** PROBLEM DESCRIPTION **
Reproduce the rows from the line containing "[detect] white upper cabinet" through the end of the rows, renaming "upper cabinet" to "wall cabinet" and leaving everything else unchanged. Output only those lines.

** RECORD LIST **
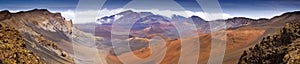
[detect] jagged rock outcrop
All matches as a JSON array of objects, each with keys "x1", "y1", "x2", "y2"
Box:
[
  {"x1": 0, "y1": 24, "x2": 43, "y2": 64},
  {"x1": 239, "y1": 22, "x2": 300, "y2": 64},
  {"x1": 0, "y1": 9, "x2": 108, "y2": 64},
  {"x1": 0, "y1": 9, "x2": 73, "y2": 63}
]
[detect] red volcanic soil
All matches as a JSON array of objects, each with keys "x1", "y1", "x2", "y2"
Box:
[{"x1": 107, "y1": 29, "x2": 265, "y2": 64}]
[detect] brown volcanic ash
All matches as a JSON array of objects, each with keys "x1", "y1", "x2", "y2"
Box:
[
  {"x1": 107, "y1": 30, "x2": 264, "y2": 64},
  {"x1": 0, "y1": 24, "x2": 43, "y2": 64},
  {"x1": 107, "y1": 11, "x2": 300, "y2": 64},
  {"x1": 239, "y1": 22, "x2": 300, "y2": 64}
]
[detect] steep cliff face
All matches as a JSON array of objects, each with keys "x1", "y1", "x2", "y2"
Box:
[
  {"x1": 239, "y1": 22, "x2": 300, "y2": 64},
  {"x1": 0, "y1": 24, "x2": 43, "y2": 64},
  {"x1": 0, "y1": 9, "x2": 73, "y2": 63}
]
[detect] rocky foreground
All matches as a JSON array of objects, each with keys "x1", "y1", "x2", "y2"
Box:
[
  {"x1": 239, "y1": 23, "x2": 300, "y2": 64},
  {"x1": 0, "y1": 24, "x2": 43, "y2": 64}
]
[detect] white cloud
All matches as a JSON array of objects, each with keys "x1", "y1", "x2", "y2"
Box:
[{"x1": 61, "y1": 8, "x2": 236, "y2": 23}]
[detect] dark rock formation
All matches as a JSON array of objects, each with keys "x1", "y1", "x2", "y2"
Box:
[
  {"x1": 0, "y1": 24, "x2": 43, "y2": 64},
  {"x1": 239, "y1": 23, "x2": 300, "y2": 64}
]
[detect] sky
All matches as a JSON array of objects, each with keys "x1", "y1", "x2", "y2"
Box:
[{"x1": 0, "y1": 0, "x2": 300, "y2": 23}]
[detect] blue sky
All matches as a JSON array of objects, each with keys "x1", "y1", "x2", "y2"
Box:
[{"x1": 0, "y1": 0, "x2": 300, "y2": 21}]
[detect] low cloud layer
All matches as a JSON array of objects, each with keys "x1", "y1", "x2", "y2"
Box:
[{"x1": 61, "y1": 8, "x2": 232, "y2": 24}]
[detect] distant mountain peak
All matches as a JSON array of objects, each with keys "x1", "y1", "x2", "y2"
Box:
[{"x1": 116, "y1": 10, "x2": 134, "y2": 15}]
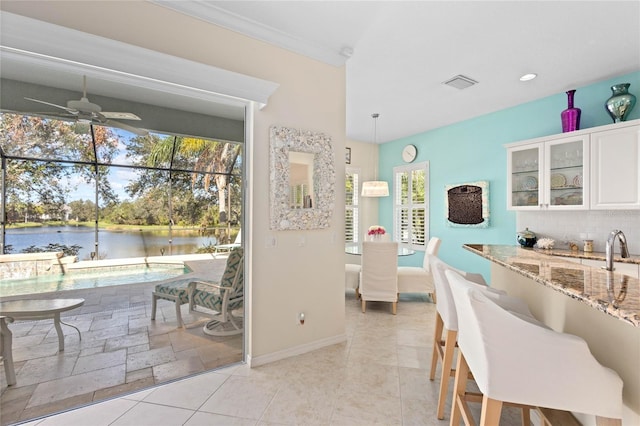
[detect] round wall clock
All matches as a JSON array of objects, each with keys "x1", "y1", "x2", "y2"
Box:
[{"x1": 402, "y1": 144, "x2": 418, "y2": 163}]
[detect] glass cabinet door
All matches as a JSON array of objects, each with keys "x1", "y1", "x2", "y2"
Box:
[
  {"x1": 509, "y1": 145, "x2": 543, "y2": 209},
  {"x1": 546, "y1": 137, "x2": 589, "y2": 210}
]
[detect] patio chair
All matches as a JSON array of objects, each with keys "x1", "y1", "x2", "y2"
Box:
[
  {"x1": 151, "y1": 278, "x2": 196, "y2": 328},
  {"x1": 214, "y1": 229, "x2": 242, "y2": 253},
  {"x1": 188, "y1": 248, "x2": 244, "y2": 336}
]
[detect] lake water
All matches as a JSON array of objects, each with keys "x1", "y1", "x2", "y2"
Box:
[
  {"x1": 5, "y1": 226, "x2": 216, "y2": 260},
  {"x1": 0, "y1": 265, "x2": 188, "y2": 297}
]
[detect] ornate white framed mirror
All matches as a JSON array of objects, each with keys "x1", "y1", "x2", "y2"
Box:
[{"x1": 269, "y1": 126, "x2": 336, "y2": 230}]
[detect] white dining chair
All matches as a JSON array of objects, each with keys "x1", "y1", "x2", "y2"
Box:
[
  {"x1": 398, "y1": 237, "x2": 441, "y2": 302},
  {"x1": 360, "y1": 241, "x2": 398, "y2": 315},
  {"x1": 428, "y1": 256, "x2": 488, "y2": 419},
  {"x1": 445, "y1": 271, "x2": 623, "y2": 425},
  {"x1": 344, "y1": 263, "x2": 362, "y2": 299}
]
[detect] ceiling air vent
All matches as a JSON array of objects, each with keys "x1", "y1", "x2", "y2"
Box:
[{"x1": 443, "y1": 74, "x2": 478, "y2": 90}]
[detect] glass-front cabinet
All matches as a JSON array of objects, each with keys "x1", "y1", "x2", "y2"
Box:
[{"x1": 507, "y1": 135, "x2": 589, "y2": 210}]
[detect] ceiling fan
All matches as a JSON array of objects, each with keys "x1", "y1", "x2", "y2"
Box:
[{"x1": 25, "y1": 76, "x2": 149, "y2": 136}]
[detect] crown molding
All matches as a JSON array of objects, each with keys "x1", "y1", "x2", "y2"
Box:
[
  {"x1": 149, "y1": 0, "x2": 352, "y2": 67},
  {"x1": 0, "y1": 12, "x2": 279, "y2": 106}
]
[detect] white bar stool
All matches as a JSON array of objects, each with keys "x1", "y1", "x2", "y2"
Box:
[{"x1": 445, "y1": 271, "x2": 623, "y2": 425}]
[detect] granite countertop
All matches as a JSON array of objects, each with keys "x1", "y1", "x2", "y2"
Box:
[
  {"x1": 533, "y1": 248, "x2": 640, "y2": 265},
  {"x1": 463, "y1": 244, "x2": 640, "y2": 327}
]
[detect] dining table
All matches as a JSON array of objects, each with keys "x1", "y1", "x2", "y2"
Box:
[{"x1": 344, "y1": 243, "x2": 416, "y2": 256}]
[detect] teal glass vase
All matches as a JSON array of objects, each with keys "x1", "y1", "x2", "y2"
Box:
[{"x1": 604, "y1": 83, "x2": 636, "y2": 123}]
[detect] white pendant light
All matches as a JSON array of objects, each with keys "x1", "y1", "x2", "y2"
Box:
[{"x1": 361, "y1": 112, "x2": 389, "y2": 197}]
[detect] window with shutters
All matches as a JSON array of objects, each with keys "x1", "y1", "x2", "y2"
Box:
[
  {"x1": 393, "y1": 162, "x2": 429, "y2": 250},
  {"x1": 344, "y1": 168, "x2": 360, "y2": 243}
]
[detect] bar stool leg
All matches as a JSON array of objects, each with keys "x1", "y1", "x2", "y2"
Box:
[
  {"x1": 449, "y1": 351, "x2": 469, "y2": 426},
  {"x1": 480, "y1": 395, "x2": 502, "y2": 426},
  {"x1": 429, "y1": 312, "x2": 444, "y2": 380},
  {"x1": 438, "y1": 330, "x2": 458, "y2": 420}
]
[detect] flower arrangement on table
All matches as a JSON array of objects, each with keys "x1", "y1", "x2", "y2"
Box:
[{"x1": 367, "y1": 225, "x2": 387, "y2": 238}]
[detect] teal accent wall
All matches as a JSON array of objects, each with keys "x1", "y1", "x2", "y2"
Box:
[{"x1": 378, "y1": 71, "x2": 640, "y2": 280}]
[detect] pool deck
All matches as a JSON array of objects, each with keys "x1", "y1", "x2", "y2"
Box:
[{"x1": 0, "y1": 255, "x2": 243, "y2": 425}]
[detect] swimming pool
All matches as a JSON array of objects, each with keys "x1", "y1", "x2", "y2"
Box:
[{"x1": 0, "y1": 264, "x2": 190, "y2": 297}]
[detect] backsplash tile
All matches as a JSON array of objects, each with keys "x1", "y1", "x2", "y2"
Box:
[{"x1": 514, "y1": 210, "x2": 640, "y2": 255}]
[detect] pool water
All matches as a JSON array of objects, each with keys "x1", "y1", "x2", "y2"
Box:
[{"x1": 0, "y1": 265, "x2": 188, "y2": 297}]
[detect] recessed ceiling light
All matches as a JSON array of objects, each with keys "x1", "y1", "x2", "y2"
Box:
[
  {"x1": 520, "y1": 73, "x2": 538, "y2": 81},
  {"x1": 443, "y1": 74, "x2": 478, "y2": 90}
]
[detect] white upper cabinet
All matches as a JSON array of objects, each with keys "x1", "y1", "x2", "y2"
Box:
[
  {"x1": 505, "y1": 120, "x2": 640, "y2": 210},
  {"x1": 591, "y1": 123, "x2": 640, "y2": 210},
  {"x1": 507, "y1": 134, "x2": 589, "y2": 210}
]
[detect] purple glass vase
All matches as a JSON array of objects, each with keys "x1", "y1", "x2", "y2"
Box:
[{"x1": 560, "y1": 90, "x2": 581, "y2": 133}]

** TASK ANSWER **
[detect] white wall cabinet
All matches as a JSON array of objects, each with keys "x1", "y1", "x2", "y2"
Box:
[
  {"x1": 505, "y1": 120, "x2": 640, "y2": 210},
  {"x1": 591, "y1": 123, "x2": 640, "y2": 210},
  {"x1": 507, "y1": 134, "x2": 589, "y2": 210}
]
[detect] purple glass vase
All matches as a JSON array of objects, each with keys "x1", "y1", "x2", "y2"
Box:
[{"x1": 560, "y1": 90, "x2": 581, "y2": 133}]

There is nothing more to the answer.